Patterns to write better code.

system with rustup

The rustup executable is the standard way to manage the Rust version and toolchain on a local machine. I have had the best luck just using it directly versus using distribution package managers to install and manage the tool chain and/or rustup itself.

  • rustup update to pull in the new changes.
  • rustup show prints out the local toolchains installed.
  • rustup default $TOOLCHAIN to update the system default.
  • Toolchain override shorthand looks like cargo +beta (nifty plus instead of the conventional -).
  • Overrides can also be set per-directory, the mappings are stored in rustup’s storage.
  • rustup has a funny profiles concept: minimal, default, and complete. Usually want default plus rust-analyzer since complete is everything under the sun and breaks all the time (apparently).

lsp

The rust-analyzer component of the toolchain is the flagship Rust LSP. I haven’t found a need to modify it much. I believe the rust-toolchain.toml file is used to specify the version, including things like the formatter version.

formatting

  • rustfmt.toml should set settings for a project, a version can be defined here for just formatting too.

bootstrap a crate

cargo new guessing_game

The cargo tool sets you up pretty good.

  • The dependencies and project settings are established in Cargo.toml
  • The source code always goes in src/
cargo run 

Build and execute the program.

  • The --manifest-path flag can be used to point it at a different directory if called from a script.
  • The --quite flag removes all the build jargon.
[dependencies]
num-bigint = "0.4.4" 

Cargo.toml dependencies section.

Add a dependency by manually updating Cargo.toml and then running cargo build to update lock file.

project structure

Rust has its unique words and conventions to split up a project.

  • A path names an item such as a struct, function, or module.
  • A module controls scope and privacy of paths, with things private by default. Similar to a file system, but lives alongside it.
  • A crate is a tree of modules which produces a library or executable. The smallest amount of code that the compiler will consider at a time. In a “hello world” single file example, the file is the crate.
    • Binary crates must have a main function. Comparable to golang cmd/ programs.
    • The crate root is the source file which the compiler starts from and is actually a module called crate.
  • A package can contain multiple binary crates and optionally one library crate. Is a cargo level feature, so focuses on building, testing, and publishing code.
    • Cargo.toml is at the package root.
    • cargo follows conventions that src/main.rs is a binary crate with the same name as the package. And src/lib.rs is a library.
    • Other binary crates should be placed in src/bin/.
  • A workspace shares dependencies across a group of packages.

Seems sensible to start any crate with a src/main.rs and src/lib.rs to take advantage of the standard package/crate conventions. Splitting of the lib right away creates a nice interface for tests.

Module-fying code is where things get a bit more complex. This is where some encapsulation choices are being made. Modules need to first be declared before they can then be depended on by other modules in a crate. A module is declared with mod #MODULE and that declaration needs to be picked up by a file that the compiler will look at, so the first natural spot to put these would be in one of the roots (main or lib). The compiler will look in three spots for the module definition once it runs into a mod:

  1. Inline, the current file.
  2. ./$MODULE.rs (new)
  3. ./$MODULE/mod.rs (original)

- _Exercise_: Repeat the Rust tooling notes word for word, everything from "[dependencies]" down to "function, or module.". The lines after this are separate material, apart from the text.

Source lines:
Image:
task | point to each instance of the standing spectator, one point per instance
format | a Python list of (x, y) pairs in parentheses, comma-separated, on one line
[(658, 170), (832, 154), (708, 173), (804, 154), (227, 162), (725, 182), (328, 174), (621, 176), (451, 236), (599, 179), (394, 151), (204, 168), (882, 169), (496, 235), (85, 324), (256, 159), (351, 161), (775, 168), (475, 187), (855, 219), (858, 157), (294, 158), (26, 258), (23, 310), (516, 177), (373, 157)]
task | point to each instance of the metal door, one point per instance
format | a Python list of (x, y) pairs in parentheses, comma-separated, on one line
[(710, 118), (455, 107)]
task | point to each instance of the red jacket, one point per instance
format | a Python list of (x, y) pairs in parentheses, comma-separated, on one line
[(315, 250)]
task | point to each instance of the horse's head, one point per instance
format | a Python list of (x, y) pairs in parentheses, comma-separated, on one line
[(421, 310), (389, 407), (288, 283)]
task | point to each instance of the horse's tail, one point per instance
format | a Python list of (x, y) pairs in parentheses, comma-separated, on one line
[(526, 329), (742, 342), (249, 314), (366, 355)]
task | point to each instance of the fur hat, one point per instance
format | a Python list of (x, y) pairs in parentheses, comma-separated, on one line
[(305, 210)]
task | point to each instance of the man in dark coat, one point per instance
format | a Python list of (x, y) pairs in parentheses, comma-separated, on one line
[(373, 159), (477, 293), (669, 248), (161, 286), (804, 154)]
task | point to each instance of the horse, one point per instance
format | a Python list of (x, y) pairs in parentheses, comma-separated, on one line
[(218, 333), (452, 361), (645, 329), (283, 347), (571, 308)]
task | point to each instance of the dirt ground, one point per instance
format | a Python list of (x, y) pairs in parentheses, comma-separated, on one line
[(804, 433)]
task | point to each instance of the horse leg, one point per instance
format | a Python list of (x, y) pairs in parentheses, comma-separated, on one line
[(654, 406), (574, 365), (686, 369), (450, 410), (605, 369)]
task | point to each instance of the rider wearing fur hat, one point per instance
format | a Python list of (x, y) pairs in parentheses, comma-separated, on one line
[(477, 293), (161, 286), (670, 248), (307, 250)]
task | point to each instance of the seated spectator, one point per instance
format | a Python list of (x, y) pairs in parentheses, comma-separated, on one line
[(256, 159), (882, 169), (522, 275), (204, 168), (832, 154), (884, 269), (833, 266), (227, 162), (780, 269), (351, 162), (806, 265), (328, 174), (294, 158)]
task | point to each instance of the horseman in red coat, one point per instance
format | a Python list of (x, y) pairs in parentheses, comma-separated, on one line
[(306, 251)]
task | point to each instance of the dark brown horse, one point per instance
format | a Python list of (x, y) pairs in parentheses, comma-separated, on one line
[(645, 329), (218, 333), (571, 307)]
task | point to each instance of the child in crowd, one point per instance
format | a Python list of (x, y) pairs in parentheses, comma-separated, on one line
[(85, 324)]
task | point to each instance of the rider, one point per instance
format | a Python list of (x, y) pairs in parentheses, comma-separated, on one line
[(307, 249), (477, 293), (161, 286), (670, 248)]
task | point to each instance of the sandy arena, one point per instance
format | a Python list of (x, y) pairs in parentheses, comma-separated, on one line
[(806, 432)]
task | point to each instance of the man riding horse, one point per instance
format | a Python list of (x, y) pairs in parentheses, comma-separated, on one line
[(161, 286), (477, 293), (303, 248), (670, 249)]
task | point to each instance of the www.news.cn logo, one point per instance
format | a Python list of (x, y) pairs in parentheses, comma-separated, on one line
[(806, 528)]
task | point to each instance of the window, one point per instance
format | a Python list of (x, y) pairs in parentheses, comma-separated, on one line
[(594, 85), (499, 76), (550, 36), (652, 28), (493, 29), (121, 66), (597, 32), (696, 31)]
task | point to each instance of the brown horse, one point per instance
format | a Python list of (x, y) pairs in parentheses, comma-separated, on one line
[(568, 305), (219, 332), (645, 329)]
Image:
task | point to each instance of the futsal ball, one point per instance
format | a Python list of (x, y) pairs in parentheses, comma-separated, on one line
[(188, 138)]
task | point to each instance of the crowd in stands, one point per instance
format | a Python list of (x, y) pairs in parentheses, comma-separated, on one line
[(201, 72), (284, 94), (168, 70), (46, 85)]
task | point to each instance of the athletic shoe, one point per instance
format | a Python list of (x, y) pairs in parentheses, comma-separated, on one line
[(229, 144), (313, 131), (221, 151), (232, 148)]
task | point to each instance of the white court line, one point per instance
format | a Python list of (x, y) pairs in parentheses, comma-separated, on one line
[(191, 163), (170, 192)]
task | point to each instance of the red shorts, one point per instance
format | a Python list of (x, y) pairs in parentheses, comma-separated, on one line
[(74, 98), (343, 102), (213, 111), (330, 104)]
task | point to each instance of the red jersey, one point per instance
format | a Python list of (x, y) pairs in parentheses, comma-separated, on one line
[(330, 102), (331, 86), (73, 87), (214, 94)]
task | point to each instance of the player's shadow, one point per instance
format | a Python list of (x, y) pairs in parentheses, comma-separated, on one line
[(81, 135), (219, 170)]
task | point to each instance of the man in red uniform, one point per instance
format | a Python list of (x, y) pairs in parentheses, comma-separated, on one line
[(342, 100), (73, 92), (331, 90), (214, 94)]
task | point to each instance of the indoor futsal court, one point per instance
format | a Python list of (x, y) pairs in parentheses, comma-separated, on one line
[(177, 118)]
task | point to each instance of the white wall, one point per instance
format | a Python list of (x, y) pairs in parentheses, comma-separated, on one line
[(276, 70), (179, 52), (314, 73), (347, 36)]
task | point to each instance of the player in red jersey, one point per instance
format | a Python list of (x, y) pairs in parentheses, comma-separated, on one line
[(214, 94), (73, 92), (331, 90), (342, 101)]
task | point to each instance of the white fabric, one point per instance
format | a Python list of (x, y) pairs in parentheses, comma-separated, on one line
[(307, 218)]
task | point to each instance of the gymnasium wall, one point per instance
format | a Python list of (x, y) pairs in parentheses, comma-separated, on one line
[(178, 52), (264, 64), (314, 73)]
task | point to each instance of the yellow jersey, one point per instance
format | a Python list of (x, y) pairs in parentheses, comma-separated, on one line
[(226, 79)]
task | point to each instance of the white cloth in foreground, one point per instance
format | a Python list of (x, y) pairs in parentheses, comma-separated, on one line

- _Worked solution_:
[dependencies]
num-bigint = "0.4.4" 

Cargo.toml dependencies section.

Add a dependency by manually updating Cargo.toml and then running cargo build to update lock file.

project structure

Rust has its unique words and conventions to split up a project.

  • A path names an item such as a struct, function, or module.